ENTRIES:
---------------
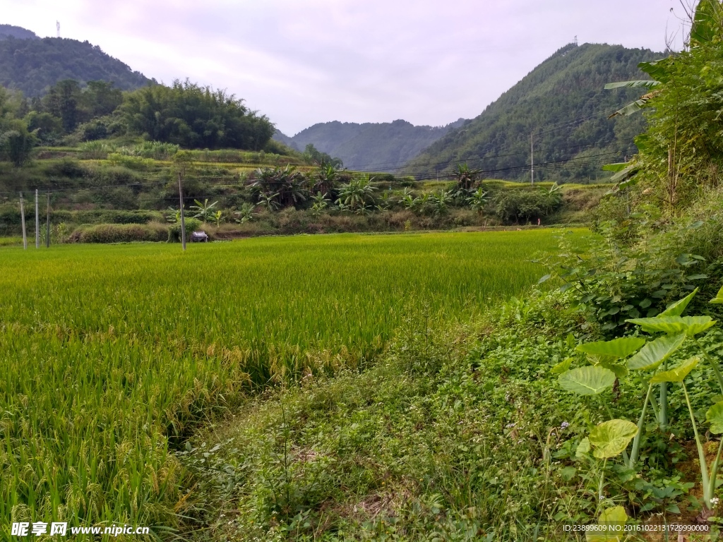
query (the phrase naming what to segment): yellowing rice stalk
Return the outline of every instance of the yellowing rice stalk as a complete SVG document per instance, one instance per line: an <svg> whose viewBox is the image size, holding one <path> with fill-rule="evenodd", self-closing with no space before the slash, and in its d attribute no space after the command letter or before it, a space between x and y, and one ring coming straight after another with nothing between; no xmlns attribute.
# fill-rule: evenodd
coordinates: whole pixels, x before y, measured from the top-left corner
<svg viewBox="0 0 723 542"><path fill-rule="evenodd" d="M0 517L173 528L172 448L270 382L362 369L405 315L469 318L548 231L0 251ZM4 529L6 525L2 525ZM9 533L7 529L4 533Z"/></svg>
---------------
WHAT YOU HAVE TO DO: Rewrite all the lines above as a numbered list, skipping blank lines and leaving out the picture.

TASK RESULT:
1. query (the phrase naming what to segment): yellowing rice stalk
2. Return the outline of every instance of the yellowing rice stalk as a complete SVG document per instance, one instance per line: an <svg> whose viewBox is the image size, holding one <path> with fill-rule="evenodd", self-closing with no space before the slash, and in its d attribute no space after the command letter or before it, a space between x and y, and one ring coming straight after another with nothing between; no xmlns attribute.
3. # fill-rule: evenodd
4. coordinates: whole pixels, x before y, measured from the top-left corner
5. <svg viewBox="0 0 723 542"><path fill-rule="evenodd" d="M0 517L173 528L172 448L270 382L362 369L405 315L469 318L548 231L0 251ZM4 529L6 525L2 525ZM9 533L7 529L4 533Z"/></svg>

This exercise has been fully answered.